• [Task objective]: Select every line in the entries below that contains the word "entrance" and copy each such line in full. Case counts.

(A run of records)
::::::::::
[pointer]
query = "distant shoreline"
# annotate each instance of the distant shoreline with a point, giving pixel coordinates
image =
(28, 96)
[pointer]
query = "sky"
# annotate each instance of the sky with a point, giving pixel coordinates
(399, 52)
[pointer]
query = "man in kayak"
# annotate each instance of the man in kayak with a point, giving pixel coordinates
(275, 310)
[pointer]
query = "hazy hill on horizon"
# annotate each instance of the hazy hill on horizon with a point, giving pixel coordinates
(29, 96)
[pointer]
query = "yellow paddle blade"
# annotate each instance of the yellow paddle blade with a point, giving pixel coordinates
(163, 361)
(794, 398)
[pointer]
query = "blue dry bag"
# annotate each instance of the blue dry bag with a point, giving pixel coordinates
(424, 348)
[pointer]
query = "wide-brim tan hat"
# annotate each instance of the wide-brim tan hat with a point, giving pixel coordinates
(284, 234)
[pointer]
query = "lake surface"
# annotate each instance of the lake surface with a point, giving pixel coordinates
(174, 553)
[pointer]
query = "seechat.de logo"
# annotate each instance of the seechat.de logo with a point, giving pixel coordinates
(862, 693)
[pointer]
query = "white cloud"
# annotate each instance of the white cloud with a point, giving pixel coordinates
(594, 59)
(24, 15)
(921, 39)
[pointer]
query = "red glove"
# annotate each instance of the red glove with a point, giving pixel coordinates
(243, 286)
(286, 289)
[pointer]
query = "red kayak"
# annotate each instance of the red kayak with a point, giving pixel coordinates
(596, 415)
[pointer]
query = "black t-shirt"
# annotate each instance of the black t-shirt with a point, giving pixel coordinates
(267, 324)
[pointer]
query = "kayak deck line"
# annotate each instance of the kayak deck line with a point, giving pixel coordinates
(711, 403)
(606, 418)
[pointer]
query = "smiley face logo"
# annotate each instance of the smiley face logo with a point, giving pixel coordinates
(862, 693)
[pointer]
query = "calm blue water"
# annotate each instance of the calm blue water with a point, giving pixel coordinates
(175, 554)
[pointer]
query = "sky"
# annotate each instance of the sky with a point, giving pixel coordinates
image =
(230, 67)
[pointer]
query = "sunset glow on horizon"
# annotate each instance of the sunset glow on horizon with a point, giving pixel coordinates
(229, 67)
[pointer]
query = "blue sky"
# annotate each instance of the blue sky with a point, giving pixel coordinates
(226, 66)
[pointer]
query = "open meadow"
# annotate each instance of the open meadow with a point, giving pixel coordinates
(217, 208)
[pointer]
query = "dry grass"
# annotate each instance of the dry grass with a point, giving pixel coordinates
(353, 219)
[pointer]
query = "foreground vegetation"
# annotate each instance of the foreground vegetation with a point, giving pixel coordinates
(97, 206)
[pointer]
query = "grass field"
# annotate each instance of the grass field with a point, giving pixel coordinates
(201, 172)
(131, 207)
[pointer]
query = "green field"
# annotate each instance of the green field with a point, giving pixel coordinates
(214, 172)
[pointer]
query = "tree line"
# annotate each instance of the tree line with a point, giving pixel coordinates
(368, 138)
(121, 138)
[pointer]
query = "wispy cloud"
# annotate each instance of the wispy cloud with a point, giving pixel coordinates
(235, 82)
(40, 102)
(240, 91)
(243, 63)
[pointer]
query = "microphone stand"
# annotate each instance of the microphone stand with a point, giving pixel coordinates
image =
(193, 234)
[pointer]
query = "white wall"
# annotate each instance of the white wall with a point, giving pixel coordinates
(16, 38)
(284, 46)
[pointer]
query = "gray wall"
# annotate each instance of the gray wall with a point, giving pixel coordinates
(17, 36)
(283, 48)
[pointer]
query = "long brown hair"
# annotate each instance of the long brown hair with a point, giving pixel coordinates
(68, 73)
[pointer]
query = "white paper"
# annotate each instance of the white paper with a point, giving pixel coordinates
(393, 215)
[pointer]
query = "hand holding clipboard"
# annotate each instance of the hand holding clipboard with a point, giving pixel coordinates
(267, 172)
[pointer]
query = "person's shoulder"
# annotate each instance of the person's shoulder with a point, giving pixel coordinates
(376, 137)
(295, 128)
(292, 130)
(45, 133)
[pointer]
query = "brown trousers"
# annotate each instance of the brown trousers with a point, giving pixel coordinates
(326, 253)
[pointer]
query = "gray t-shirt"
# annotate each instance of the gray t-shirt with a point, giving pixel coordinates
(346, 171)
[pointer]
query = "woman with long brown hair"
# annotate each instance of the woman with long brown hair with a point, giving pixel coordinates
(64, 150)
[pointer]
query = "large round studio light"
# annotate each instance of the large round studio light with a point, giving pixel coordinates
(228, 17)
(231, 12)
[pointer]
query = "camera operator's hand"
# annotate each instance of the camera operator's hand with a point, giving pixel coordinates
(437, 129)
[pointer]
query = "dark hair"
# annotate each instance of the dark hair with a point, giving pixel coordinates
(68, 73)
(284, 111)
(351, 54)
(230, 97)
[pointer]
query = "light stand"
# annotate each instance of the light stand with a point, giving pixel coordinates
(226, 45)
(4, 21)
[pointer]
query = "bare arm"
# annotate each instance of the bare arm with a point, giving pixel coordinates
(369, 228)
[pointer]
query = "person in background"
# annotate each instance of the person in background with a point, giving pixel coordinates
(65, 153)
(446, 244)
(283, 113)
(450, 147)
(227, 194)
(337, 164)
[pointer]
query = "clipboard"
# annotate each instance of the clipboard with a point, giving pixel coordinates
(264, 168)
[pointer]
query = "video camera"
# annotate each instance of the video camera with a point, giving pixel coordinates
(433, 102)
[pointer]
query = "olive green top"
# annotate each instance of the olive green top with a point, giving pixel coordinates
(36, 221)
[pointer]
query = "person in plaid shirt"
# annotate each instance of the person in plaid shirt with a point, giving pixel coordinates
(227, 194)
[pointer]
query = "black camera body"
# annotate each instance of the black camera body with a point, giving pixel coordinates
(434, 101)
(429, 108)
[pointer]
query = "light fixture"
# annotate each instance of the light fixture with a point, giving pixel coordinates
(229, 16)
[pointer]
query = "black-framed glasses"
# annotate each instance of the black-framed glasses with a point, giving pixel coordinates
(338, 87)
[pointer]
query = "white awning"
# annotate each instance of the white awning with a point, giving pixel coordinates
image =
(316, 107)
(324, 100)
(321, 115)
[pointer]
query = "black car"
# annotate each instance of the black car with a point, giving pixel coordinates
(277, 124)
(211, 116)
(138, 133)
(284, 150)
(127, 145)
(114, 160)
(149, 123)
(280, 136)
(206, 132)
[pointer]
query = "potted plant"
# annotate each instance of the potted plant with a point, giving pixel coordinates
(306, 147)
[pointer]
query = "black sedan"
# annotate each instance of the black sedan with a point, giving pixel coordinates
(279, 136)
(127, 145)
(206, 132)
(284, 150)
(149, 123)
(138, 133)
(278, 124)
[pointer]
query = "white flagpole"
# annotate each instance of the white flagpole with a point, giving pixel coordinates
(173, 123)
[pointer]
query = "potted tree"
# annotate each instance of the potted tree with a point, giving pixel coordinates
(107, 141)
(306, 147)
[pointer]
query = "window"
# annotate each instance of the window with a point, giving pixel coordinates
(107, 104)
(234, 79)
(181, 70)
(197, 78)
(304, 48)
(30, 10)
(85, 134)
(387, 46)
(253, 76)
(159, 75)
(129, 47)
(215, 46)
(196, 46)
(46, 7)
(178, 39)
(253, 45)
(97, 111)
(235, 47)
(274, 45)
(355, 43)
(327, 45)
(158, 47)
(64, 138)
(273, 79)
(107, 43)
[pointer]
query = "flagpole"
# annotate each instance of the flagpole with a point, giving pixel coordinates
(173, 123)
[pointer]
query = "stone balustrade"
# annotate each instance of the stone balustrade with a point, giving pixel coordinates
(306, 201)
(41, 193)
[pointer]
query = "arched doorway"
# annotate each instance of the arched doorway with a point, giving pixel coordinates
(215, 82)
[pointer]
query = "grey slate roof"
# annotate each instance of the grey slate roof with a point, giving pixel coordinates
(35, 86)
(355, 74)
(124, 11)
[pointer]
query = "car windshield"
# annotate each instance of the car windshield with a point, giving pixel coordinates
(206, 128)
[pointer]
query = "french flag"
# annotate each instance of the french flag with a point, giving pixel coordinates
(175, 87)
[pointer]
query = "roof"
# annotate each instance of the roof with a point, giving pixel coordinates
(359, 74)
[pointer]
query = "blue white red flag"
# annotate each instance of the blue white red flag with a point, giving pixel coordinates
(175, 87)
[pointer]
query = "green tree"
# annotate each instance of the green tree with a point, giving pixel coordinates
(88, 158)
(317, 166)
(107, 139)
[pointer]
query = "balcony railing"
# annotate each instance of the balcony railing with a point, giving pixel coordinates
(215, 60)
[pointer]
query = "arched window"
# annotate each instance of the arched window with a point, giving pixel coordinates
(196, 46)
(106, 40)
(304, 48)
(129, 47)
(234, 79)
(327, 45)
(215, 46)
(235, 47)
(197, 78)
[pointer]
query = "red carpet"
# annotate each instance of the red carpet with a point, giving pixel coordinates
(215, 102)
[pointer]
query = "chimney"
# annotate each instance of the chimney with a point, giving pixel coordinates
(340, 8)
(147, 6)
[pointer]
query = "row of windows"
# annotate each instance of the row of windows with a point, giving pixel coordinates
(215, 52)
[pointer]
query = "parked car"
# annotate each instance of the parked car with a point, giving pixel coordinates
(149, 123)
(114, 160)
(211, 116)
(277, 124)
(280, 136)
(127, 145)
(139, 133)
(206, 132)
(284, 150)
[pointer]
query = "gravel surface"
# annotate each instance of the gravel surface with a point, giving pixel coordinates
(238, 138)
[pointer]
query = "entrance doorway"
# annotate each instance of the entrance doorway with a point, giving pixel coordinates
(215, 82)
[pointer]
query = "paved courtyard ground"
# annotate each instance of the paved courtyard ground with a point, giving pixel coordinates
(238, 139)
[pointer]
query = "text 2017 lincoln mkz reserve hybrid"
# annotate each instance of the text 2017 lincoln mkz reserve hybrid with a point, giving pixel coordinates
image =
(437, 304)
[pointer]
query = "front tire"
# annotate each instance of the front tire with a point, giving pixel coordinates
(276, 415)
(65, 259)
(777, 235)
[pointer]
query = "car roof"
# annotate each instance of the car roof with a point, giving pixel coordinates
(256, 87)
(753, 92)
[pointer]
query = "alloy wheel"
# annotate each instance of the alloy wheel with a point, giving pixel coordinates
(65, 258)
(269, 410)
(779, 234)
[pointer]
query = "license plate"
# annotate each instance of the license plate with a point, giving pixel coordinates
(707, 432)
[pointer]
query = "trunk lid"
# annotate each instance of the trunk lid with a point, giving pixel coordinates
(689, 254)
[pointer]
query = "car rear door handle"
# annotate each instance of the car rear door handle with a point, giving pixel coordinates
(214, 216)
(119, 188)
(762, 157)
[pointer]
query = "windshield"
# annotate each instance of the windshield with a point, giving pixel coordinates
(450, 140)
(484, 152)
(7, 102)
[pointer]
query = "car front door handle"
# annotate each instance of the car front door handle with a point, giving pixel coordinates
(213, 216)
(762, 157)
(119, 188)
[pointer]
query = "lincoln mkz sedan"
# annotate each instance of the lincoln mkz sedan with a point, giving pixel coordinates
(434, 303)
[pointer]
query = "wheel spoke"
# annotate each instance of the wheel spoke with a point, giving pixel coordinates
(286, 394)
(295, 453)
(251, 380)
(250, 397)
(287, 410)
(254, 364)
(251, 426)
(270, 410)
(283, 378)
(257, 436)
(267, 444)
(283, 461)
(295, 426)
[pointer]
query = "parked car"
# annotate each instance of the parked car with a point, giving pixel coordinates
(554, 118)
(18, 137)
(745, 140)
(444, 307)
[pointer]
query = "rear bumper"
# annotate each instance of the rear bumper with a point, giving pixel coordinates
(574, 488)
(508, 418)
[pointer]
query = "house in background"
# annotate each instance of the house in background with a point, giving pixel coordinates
::::::::::
• [Problem solution]:
query = "entrance doorway"
# annotate each instance of the entrance doorway with a point, giving pixel coordinates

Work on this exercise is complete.